Rows:
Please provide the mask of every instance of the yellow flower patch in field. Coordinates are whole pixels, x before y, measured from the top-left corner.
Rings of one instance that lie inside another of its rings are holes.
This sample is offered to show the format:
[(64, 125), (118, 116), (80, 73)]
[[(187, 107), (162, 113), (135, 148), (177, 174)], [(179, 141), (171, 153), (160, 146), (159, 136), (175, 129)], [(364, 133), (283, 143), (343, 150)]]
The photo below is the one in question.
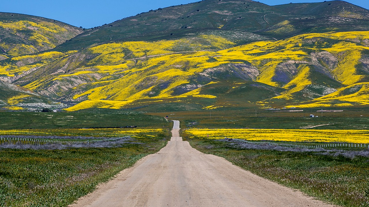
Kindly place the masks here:
[(368, 130), (199, 129), (185, 132), (192, 137), (200, 138), (369, 143)]

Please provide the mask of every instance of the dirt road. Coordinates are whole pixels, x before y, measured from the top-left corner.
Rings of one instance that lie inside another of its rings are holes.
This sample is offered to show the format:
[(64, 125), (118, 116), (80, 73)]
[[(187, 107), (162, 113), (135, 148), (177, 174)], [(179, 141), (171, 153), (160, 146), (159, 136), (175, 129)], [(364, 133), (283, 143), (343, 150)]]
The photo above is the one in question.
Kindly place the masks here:
[(205, 154), (179, 137), (71, 207), (332, 206)]

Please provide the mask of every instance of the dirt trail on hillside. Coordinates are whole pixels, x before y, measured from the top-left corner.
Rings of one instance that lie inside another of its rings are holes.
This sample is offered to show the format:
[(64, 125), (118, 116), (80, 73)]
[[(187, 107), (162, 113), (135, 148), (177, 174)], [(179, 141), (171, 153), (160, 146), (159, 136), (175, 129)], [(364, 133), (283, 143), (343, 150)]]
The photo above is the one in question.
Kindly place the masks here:
[(332, 206), (204, 154), (179, 137), (70, 207)]

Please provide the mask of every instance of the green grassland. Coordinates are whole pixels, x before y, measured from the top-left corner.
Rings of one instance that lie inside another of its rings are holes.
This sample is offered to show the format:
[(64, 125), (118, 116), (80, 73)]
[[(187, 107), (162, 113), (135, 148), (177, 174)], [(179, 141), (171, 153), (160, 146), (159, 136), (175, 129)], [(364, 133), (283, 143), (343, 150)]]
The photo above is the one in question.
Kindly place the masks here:
[[(144, 110), (145, 108), (140, 110)], [(323, 108), (323, 110), (343, 110), (340, 112), (323, 112), (321, 108), (303, 109), (303, 111), (289, 112), (282, 109), (269, 110), (256, 108), (234, 109), (218, 108), (193, 111), (168, 112), (146, 112), (149, 114), (180, 120), (181, 128), (208, 129), (298, 129), (368, 130), (369, 115), (367, 107)], [(292, 109), (293, 110), (293, 109)], [(255, 116), (255, 110), (256, 111)], [(310, 114), (318, 117), (311, 118)], [(322, 125), (322, 126), (320, 126)], [(315, 126), (315, 127), (314, 127)]]
[(203, 152), (224, 157), (245, 170), (320, 200), (342, 206), (369, 204), (367, 157), (242, 149), (231, 142), (206, 139), (188, 141)]
[(119, 147), (1, 149), (0, 206), (66, 206), (157, 152), (169, 137), (165, 130), (133, 135), (132, 142)]
[(104, 109), (73, 112), (1, 112), (0, 129), (70, 129), (137, 126), (138, 129), (170, 127), (163, 117), (131, 110)]

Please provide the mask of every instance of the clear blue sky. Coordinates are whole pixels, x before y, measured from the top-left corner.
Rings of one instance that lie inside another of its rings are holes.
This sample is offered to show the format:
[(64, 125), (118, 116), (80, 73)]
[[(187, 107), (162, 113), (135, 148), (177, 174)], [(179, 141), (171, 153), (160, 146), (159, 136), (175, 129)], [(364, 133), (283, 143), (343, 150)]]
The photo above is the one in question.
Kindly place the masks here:
[[(77, 27), (90, 28), (148, 11), (151, 9), (199, 0), (3, 0), (0, 11), (39, 16)], [(321, 2), (324, 0), (257, 0), (269, 5), (301, 2)], [(368, 0), (348, 0), (369, 9)]]

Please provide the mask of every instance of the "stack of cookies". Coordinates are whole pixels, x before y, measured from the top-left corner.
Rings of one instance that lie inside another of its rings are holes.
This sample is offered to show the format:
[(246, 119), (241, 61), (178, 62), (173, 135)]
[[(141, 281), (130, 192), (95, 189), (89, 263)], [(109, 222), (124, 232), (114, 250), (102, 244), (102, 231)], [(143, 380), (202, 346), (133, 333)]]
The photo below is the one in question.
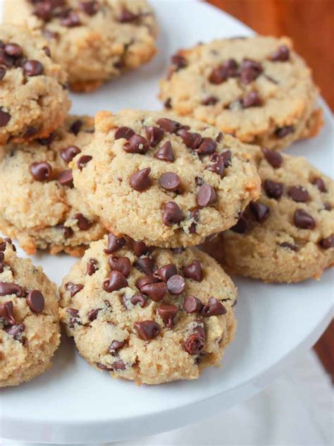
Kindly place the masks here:
[(0, 387), (51, 366), (59, 320), (113, 377), (195, 379), (235, 334), (236, 289), (221, 265), (290, 282), (333, 264), (333, 183), (278, 151), (322, 123), (289, 40), (181, 50), (161, 83), (164, 112), (94, 119), (68, 114), (68, 85), (91, 90), (153, 56), (146, 1), (13, 0), (5, 20), (0, 229), (28, 254), (80, 258), (57, 301), (0, 239)]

Problem to work on:
Rewrite the lines between the one holding "Please provide the mask of every instance of the green" and the one holding "135), (132, 142)]", inclusive, swapping "grassland" for "meadow" and leaving everything else unchanged. Give only those lines.

Worked solution:
Please provide the mask of every instance of the green meadow. Coordinates are whole pixels, x before y, measured from the top-left corner.
Rings of one instance that lie inside another of its rings are holes.
This sample is offered to show the format:
[(64, 125), (118, 116), (80, 73)]
[[(187, 107), (162, 113), (135, 148), (177, 174)], [(179, 141), (171, 153), (160, 146), (159, 136), (175, 129)], [(364, 133), (283, 143), (343, 150)]]
The photo above is the one in question.
Kindly place the masks here:
[[(144, 110), (145, 108), (140, 110)], [(323, 108), (323, 110), (343, 110), (340, 112), (323, 112), (321, 108), (303, 109), (303, 111), (289, 112), (282, 109), (269, 110), (256, 108), (234, 109), (218, 108), (193, 111), (168, 112), (146, 112), (149, 114), (180, 120), (181, 128), (208, 129), (298, 129), (368, 130), (369, 115), (367, 107)], [(292, 109), (293, 110), (293, 109)], [(255, 116), (255, 110), (256, 111)], [(310, 114), (318, 117), (311, 118)], [(322, 125), (322, 126), (320, 126)], [(315, 126), (315, 127), (314, 127)]]
[(203, 152), (224, 157), (245, 170), (320, 200), (342, 206), (369, 204), (367, 157), (242, 149), (231, 142), (206, 139), (188, 141)]
[(119, 147), (1, 149), (0, 206), (66, 206), (157, 152), (169, 137), (165, 130), (133, 135), (132, 142)]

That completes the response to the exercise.